THE TASKS
• A. Using the NTP post, decide whether each statement agrees with it: (i) Roysdon recommends assigning stratum 15 to the master; (ii) NTP sets the time on its first poll; (iii) every router model includes a calendar chip. Answer yes or no for each, quoting the words that decide it.
• B. Which certifications follow Jason Roysdon's name in the signature of the NTP post? List every one.
• C. Carry on the NTP post, beginning right after its last sentence.

SELECTION
-----

Jason Roysdon wrote:
>
> Do you have a Unix box you can host NTP from? Might try that as a source.
> Also, if this box is losing time, don't set it as an ntp master (it
> shouldn't be serving out bogus time). Oh, think I may have found your
> problem, try assigning a stratum to your master:
> ntp master 15
>
Or you can use an NT or other WinThing with Tardis:
http://www.kaska.demon.co.uk/
> I'd set 15 as it's the lowest (especially since you have no true contact
> with an accurate source), and hopefully that'll let you get time to your
> misbehaving box. I tested a bit on some routers I have, and whenever I set
> bogus times, checked that it did get set bogus, and rebooted, they always
> got the right time when they came back up from the ntp master they were
> configured to poll.
>
I agree it should work; has for me plenty of times. Troubleshoot this
with #debug ntp xxx. Remember that NTP does a number of polls before
it actually sets the time, so you may have to wait a minute or so.
> --
> Jason Roysdon, CCNA, MCSE, CNA, Network+, A+
> List email: [EMAIL PROTECTED]
> Homepage: http://jason.artoo.net/
> Cisco resources: http://r2cisco.artoo.net/
>
As for the calendar part -- AFAIL, only 7000 routers have that $2 Dallas
watch chip included.

-----

A run of records
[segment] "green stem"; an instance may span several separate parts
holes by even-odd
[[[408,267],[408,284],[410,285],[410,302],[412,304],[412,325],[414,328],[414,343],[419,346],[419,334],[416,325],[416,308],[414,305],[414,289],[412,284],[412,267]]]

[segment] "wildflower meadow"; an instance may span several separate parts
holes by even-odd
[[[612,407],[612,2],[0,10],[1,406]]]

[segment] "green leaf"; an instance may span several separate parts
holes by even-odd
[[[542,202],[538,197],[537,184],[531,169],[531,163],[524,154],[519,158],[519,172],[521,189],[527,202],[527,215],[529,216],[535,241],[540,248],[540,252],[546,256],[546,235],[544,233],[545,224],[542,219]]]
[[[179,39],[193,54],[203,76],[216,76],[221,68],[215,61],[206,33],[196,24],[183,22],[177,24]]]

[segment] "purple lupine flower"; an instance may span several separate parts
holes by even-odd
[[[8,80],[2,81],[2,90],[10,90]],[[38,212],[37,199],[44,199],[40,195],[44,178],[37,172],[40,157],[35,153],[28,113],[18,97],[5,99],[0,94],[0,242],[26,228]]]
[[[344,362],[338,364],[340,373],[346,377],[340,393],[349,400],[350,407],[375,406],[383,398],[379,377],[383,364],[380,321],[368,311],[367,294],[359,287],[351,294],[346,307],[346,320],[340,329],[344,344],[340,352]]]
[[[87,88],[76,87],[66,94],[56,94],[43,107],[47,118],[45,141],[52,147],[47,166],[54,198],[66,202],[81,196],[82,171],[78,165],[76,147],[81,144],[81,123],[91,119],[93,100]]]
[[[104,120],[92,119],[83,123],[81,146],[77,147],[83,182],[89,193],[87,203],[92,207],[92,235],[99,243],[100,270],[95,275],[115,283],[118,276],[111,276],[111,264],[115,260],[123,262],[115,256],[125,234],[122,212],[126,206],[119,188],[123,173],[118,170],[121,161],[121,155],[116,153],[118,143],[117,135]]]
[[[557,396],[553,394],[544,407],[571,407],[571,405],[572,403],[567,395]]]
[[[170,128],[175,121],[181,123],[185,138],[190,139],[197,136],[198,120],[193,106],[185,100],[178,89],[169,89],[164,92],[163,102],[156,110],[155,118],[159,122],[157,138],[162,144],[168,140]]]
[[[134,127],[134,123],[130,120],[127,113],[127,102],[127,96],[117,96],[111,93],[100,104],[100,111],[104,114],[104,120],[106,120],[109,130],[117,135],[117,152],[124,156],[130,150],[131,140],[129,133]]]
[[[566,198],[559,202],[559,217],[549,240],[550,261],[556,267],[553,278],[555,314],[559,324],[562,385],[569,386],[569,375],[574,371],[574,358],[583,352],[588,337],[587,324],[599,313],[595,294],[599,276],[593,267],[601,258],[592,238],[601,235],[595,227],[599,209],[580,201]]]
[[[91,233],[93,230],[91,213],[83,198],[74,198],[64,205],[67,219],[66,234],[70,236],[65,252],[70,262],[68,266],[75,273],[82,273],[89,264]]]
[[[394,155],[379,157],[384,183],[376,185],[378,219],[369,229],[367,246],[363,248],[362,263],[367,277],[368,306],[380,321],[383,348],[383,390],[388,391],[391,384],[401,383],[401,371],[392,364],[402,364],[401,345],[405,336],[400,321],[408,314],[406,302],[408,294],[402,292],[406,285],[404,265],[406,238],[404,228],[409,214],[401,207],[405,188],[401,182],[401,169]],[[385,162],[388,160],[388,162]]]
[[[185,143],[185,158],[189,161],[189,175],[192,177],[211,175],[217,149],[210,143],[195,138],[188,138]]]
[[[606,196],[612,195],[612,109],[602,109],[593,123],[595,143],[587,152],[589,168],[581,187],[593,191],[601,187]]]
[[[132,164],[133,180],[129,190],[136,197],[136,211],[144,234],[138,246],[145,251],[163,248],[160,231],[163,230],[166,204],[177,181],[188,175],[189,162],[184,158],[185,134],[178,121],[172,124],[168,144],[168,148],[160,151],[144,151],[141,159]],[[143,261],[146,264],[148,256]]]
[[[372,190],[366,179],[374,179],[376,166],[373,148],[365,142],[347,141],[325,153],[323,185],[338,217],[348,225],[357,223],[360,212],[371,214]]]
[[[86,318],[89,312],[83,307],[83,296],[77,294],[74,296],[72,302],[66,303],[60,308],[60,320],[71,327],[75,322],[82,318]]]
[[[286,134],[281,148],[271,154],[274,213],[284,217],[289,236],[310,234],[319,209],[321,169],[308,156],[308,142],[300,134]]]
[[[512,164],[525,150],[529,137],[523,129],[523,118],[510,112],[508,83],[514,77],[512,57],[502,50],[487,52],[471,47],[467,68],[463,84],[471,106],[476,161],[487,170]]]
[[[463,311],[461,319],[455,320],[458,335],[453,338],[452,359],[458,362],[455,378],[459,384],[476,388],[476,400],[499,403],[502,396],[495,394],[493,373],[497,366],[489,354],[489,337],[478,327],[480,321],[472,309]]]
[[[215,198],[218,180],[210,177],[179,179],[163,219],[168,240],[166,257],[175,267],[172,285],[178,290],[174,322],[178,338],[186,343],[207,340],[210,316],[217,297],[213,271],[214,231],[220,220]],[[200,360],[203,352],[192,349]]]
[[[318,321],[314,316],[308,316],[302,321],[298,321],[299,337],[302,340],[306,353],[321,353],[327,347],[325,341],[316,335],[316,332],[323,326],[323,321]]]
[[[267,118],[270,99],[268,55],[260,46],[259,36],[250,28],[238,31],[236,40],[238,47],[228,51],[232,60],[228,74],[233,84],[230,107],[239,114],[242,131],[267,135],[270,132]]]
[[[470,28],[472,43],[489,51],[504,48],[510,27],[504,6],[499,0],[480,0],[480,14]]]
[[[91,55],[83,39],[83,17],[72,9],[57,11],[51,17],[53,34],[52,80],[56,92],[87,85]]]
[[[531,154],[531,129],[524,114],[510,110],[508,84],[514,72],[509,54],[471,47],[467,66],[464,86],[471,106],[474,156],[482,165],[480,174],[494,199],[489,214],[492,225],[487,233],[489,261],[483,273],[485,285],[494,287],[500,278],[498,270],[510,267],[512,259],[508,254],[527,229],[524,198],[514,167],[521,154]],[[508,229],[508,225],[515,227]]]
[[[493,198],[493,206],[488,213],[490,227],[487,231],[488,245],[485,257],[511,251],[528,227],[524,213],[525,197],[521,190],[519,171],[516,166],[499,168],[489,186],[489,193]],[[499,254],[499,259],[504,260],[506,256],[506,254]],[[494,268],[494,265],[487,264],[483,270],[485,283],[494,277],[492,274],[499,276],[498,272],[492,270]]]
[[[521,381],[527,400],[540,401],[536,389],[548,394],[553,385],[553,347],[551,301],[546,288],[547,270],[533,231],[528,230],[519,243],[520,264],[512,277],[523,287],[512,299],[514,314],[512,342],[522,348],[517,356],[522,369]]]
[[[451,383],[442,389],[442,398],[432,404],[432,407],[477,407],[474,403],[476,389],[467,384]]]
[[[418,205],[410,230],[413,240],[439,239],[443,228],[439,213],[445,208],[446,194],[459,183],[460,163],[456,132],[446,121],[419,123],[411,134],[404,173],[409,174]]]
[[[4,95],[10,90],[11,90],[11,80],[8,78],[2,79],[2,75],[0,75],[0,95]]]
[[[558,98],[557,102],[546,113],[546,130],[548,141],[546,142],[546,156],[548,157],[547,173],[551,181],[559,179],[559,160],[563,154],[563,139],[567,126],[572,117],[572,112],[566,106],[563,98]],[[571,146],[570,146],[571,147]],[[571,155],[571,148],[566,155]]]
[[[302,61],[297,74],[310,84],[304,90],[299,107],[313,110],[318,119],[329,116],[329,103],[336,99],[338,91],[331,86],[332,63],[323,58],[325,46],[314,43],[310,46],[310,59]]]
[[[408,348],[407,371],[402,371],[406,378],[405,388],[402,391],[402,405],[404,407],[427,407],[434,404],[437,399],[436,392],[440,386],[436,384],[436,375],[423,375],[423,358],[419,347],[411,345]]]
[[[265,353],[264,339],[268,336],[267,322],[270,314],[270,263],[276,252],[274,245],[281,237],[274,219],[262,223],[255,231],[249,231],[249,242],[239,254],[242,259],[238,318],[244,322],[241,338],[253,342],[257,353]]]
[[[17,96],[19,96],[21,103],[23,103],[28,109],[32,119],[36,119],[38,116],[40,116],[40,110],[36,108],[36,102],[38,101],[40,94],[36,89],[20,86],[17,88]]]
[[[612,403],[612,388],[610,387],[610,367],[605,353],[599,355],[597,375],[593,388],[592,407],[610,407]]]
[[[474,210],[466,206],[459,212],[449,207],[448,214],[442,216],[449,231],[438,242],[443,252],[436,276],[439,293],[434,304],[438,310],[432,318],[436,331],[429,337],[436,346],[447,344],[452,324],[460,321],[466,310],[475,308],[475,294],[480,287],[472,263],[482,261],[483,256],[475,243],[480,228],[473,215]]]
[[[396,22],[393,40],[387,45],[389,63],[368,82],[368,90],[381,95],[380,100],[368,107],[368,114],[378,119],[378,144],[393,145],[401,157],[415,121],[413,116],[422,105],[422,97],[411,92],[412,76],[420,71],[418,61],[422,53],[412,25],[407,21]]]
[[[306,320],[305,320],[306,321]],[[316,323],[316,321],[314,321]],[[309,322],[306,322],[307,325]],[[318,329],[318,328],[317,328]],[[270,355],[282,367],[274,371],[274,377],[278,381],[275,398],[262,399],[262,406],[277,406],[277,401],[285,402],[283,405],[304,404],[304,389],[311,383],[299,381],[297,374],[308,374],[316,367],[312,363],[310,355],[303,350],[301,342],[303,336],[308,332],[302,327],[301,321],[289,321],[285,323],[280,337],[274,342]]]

-----

RESULTS FOR EACH TASK
• A.
(i) Yes: "I'd set 15 as it's the lowest"
(ii) No: "Remember that NTP does a number of polls before it actually sets the time"
(iii) No: "only 7000 routers have that $2 Dallas watch chip included."

• B. CCNA, MCSE, CNA, Network+, A+

• C.
Marty Adkins Email: [EMAIL PROTECTED]
Mentor Technologies Phone: 410-280-8840 x3006
275 West Street, Plaza 70 WWW: http://www.mentortech.com
Annapolis, MD 21401 Cisco CCIE #1289
> ""Rossetti, Stan"" <[EMAIL PROTECTED]> wrote in message
> [EMAIL PROTECTED]">news:[EMAIL PROTECTED]...
> > We have a problem on our netowork where the router lose their clock
> settings
> > when the router reboots. The network is a closed network and does not
> have
> > any outside sources like an ntp server. Is there anyway to maintian the
> > clock even when the router is rebooted. I have tried setting the clock
> and
> > calendar and then using the "ntp master" and "ntp peer" commands, but the
> > peer routers clock does not update when I change the master router clock.
> > Is there something that I m missing here. I also tried using the clock
> > calendar- valid, but could not get the peer router to update it's clock
> when
> > I changed the master clock source. How does the clock calendar-valid
> > configuration work. I mean do I need to apply this command to all routers
> > in the network?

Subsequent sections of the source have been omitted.